(Object point labels)
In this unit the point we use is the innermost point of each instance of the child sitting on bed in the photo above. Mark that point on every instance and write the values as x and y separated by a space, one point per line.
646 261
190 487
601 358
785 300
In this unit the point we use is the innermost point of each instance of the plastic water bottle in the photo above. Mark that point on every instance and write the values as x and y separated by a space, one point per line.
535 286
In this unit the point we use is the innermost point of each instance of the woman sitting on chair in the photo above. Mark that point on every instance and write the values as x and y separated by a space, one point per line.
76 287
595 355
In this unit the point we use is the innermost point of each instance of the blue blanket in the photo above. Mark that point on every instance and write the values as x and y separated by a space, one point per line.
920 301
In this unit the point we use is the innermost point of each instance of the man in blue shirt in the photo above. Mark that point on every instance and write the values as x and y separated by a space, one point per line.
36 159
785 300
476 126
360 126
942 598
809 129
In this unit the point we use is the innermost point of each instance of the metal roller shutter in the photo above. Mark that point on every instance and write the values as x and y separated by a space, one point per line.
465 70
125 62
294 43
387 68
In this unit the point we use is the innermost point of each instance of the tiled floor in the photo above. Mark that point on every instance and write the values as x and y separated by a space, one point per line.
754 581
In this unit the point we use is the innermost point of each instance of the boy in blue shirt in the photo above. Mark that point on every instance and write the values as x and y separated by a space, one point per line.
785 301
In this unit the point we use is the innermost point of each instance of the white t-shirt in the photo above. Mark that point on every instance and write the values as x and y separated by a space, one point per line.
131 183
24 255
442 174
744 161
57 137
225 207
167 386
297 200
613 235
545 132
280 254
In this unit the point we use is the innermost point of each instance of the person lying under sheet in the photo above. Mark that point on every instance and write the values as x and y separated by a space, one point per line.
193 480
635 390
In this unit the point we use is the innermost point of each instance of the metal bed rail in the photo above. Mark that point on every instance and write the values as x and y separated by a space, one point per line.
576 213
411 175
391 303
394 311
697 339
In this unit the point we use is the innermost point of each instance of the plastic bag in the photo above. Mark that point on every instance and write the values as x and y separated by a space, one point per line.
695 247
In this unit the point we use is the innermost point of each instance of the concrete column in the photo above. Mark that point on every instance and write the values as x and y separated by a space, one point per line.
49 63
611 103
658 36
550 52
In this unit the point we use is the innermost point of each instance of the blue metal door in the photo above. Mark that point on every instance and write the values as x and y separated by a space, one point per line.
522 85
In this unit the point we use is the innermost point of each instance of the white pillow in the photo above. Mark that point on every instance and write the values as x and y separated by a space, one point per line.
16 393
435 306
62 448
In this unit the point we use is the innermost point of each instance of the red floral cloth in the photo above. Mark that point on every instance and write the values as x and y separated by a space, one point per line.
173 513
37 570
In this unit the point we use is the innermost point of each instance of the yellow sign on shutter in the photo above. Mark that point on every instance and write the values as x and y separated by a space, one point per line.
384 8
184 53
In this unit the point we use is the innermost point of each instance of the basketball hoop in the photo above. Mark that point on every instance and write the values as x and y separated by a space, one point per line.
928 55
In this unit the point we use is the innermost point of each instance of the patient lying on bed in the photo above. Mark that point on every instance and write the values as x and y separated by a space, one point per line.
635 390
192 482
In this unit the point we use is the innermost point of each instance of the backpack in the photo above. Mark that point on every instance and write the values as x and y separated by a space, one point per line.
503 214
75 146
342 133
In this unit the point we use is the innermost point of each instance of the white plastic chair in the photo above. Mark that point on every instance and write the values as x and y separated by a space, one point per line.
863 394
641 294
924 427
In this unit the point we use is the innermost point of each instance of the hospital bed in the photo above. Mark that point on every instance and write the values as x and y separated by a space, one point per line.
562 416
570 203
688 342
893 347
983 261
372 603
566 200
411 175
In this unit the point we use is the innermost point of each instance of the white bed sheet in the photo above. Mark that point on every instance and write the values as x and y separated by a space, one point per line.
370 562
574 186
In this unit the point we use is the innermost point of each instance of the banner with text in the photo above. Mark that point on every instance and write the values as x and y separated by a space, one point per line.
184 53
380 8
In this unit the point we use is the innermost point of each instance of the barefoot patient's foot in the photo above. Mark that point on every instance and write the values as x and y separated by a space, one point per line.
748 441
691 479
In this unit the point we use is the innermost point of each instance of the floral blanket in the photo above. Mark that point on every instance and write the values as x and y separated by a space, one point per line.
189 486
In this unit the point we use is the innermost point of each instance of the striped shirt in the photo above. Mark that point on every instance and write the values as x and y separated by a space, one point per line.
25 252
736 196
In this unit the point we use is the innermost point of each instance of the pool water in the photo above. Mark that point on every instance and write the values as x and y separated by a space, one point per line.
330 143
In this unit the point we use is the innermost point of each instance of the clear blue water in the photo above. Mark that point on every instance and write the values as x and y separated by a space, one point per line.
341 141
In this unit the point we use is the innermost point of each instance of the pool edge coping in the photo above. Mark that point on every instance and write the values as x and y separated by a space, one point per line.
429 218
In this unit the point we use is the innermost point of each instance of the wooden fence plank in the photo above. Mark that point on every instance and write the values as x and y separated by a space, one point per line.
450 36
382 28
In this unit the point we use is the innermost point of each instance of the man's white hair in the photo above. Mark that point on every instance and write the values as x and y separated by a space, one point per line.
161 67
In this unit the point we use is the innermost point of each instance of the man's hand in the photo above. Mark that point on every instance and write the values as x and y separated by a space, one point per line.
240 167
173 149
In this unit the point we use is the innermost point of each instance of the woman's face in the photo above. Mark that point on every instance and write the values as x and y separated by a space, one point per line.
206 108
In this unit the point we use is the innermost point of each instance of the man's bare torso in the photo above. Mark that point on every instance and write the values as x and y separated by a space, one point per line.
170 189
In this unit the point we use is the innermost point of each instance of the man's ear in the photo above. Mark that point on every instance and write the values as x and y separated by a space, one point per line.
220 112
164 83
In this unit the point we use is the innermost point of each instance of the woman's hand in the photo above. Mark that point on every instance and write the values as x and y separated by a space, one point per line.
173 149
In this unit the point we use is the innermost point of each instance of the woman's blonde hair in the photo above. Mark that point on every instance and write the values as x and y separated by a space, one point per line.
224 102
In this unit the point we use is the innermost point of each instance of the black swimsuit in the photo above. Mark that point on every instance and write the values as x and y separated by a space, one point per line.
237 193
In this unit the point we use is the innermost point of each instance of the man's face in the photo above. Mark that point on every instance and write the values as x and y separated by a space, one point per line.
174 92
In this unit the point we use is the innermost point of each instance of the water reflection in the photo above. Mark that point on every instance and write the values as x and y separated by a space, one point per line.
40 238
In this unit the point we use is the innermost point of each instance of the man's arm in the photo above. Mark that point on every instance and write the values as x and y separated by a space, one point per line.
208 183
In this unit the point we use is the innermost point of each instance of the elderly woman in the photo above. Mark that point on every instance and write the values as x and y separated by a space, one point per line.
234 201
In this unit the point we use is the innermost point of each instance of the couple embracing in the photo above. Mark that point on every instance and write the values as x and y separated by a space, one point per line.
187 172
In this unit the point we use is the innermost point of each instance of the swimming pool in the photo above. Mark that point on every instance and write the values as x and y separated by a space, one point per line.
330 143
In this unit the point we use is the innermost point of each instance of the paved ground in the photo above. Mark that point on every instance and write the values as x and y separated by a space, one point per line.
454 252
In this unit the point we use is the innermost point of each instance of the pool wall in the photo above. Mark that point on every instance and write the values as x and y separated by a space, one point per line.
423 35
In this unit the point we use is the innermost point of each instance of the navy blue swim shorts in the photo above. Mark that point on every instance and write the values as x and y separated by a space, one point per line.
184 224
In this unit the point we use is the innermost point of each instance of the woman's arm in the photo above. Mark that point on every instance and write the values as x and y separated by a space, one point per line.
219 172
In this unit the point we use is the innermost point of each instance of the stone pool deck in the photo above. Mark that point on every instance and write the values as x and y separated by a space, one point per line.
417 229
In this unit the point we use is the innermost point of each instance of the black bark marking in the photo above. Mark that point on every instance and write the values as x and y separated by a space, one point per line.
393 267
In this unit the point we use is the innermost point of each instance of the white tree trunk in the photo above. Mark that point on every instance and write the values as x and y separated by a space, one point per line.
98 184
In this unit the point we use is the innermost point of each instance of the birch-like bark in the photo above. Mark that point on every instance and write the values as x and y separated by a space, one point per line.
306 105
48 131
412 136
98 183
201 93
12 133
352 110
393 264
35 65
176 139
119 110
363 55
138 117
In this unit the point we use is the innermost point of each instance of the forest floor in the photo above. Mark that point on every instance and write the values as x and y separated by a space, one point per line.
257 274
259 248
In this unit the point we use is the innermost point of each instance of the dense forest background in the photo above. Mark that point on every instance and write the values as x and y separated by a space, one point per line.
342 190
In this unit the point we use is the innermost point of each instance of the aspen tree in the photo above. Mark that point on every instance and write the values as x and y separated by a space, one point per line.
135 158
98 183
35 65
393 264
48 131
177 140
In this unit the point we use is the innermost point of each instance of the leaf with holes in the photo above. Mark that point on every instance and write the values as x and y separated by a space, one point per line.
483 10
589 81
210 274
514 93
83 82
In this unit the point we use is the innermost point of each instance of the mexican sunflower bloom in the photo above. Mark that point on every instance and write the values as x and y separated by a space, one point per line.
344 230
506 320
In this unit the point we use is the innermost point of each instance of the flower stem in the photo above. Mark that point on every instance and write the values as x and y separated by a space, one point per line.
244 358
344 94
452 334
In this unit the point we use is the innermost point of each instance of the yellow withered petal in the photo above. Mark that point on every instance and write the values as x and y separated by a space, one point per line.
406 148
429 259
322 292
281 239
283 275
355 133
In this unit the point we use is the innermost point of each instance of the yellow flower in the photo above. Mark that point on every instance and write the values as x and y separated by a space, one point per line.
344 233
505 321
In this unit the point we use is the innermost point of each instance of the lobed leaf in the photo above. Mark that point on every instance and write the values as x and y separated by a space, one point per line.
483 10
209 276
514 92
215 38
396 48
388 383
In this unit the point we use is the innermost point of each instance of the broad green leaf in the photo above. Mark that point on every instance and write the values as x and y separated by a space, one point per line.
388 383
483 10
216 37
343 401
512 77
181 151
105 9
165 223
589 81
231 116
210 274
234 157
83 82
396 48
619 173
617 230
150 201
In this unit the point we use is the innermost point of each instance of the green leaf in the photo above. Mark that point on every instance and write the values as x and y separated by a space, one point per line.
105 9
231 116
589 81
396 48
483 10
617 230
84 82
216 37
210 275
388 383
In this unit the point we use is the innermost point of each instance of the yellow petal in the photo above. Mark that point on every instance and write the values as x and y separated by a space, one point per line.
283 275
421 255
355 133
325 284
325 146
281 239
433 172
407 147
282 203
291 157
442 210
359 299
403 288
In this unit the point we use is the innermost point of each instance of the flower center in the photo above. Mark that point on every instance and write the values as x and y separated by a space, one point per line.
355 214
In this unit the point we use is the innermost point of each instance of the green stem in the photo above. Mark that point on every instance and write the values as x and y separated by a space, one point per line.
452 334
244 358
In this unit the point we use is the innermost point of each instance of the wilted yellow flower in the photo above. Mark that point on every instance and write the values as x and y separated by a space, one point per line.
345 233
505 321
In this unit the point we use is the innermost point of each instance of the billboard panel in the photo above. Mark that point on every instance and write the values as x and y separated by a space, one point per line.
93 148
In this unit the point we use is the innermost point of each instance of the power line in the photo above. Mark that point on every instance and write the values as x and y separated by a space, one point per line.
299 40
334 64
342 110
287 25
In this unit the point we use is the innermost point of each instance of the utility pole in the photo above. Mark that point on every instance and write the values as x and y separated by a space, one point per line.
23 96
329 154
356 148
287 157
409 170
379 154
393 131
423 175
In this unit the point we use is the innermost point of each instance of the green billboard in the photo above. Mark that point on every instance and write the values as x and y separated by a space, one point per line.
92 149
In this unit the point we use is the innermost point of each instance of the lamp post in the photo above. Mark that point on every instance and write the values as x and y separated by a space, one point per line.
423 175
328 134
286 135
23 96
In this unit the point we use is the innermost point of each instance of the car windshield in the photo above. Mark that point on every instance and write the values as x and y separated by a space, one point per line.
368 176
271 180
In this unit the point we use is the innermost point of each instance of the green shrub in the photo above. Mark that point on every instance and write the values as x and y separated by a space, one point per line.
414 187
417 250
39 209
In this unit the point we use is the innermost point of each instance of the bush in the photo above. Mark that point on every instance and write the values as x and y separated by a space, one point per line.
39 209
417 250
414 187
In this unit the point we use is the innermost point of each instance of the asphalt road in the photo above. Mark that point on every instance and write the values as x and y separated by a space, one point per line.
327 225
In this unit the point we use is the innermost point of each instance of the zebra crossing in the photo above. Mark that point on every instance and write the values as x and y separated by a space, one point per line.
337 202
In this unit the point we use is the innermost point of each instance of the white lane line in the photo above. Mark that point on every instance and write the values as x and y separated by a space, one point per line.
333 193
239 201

• _Aim_: Copy out the part of the material from the line containing "of the asphalt" through the end, with "innermost point" changed to "central point" and everything else left as it is.

• _Response_:
In this unit the point we use is the central point of each instance of the asphalt road in the photo above. Mark that point on every instance and write the values as x and y separated by a space, one point per line.
327 225
In this unit the point we use is the central point of each instance of the zebra crossing in the photo above. Mark that point on every instance and write the values as x and y separated by a space, one point per line.
337 202
In this unit the point we use is the central point of each instance of the white lane line in the photo above. Mark that point on every instance and write the values as x and y separated by a space, one point per line.
333 193
239 201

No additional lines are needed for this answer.